# TASK STATEMENT
Reproduce each line of the records below verbatim.

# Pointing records
++++

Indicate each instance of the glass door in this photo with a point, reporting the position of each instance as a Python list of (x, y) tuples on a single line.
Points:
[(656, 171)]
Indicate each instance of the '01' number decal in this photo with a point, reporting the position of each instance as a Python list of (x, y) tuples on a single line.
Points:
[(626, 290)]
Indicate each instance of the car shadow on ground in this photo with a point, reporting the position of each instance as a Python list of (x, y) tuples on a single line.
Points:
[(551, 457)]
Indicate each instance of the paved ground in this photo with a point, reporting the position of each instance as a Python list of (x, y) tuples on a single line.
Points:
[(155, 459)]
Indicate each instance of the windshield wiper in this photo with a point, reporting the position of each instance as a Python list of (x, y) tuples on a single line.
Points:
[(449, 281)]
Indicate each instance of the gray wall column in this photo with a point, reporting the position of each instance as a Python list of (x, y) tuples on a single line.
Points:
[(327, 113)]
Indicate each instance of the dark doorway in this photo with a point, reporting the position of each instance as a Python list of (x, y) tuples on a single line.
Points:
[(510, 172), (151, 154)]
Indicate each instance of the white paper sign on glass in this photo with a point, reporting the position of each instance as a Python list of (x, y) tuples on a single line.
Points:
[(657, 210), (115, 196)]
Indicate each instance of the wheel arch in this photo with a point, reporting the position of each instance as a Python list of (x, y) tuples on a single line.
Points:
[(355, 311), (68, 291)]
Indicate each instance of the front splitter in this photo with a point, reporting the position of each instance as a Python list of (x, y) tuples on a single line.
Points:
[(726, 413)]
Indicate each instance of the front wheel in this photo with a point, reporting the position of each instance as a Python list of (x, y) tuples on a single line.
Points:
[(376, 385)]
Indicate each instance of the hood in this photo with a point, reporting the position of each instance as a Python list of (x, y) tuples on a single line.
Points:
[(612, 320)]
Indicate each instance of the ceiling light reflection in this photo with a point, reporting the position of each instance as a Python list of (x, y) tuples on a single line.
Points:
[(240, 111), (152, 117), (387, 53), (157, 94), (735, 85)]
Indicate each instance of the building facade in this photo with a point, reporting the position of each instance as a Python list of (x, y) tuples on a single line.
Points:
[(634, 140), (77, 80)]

++++

# RESPONSE TO THIS EXERCISE
Indicate each instance of the glass door in this photo with a point, reporting the position of each instance as a Python list of (x, y) tuples on a single line.
Points:
[(656, 171)]
Indicate each instance of the '01' number decal in this photo with a point, reporting the position of each instance as a Python list of (x, y) tuples on a single line.
Points:
[(626, 290)]
Indicate each instance of the car shadow on ground in this photo with a point, reporting the position of each instance as a Python list of (x, y) tuples on a single line.
Points:
[(551, 457)]
Indicate each instance of the paved ground in this photo with a point, reporting the position of each instance as a Python list of (x, y) tuples on a single line.
Points:
[(155, 459)]
Indicate each instance of the windshield wiper in this photo with a point, reporting the position of each instance as a Python list of (x, y) tuples on a single line.
Points:
[(449, 281)]
Indicate each instance of the gray wall column in this photo with a point, reporting the position of each instance as a Python list of (x, y) tuples on a single line.
Points:
[(327, 113)]
Indicate each instance of the dark doorway in this photo with a point, reporting the position of each instance as a Python list of (x, y) tuples on a single line.
Points:
[(510, 172), (151, 154)]
Indicate each instance of the white paper sign on glass in this photo with a point, reporting the position of each instance as a Python list of (x, y) tuples on a single line.
Points:
[(657, 210), (115, 196)]
Indicate each instance of the wheel arch in this photo with a point, reporting the position of each instance as a Python list of (x, y) tuples on a single line.
Points:
[(355, 311), (68, 291)]
Indicate each instance of the front splitter in this photo with a point, reporting the position of each instance as a Python list of (x, y) tuples on a single line.
Points:
[(726, 413)]
Indicate each instance of the front wheel in this photo with a point, reporting the position of each instance as a Python list of (x, y) tuples on a single line.
Points:
[(376, 385)]
Indicate each instance of the hood in this photo with a point, reporting the position of each instance as a Python list of (x, y) tuples on a single line.
Points:
[(612, 320)]
Indicate each instance of the ceiling light reflection in this photo with a point, reporting the position of each instance as a Python list of (x, y) tuples on a single line.
Points:
[(240, 111), (152, 117), (387, 53), (157, 94), (735, 85)]
Indicate each instance of the building facade in this photo with a point, reporting the position of each instance as a Python list of (x, y) tuples on a single line.
Points:
[(634, 140), (77, 80)]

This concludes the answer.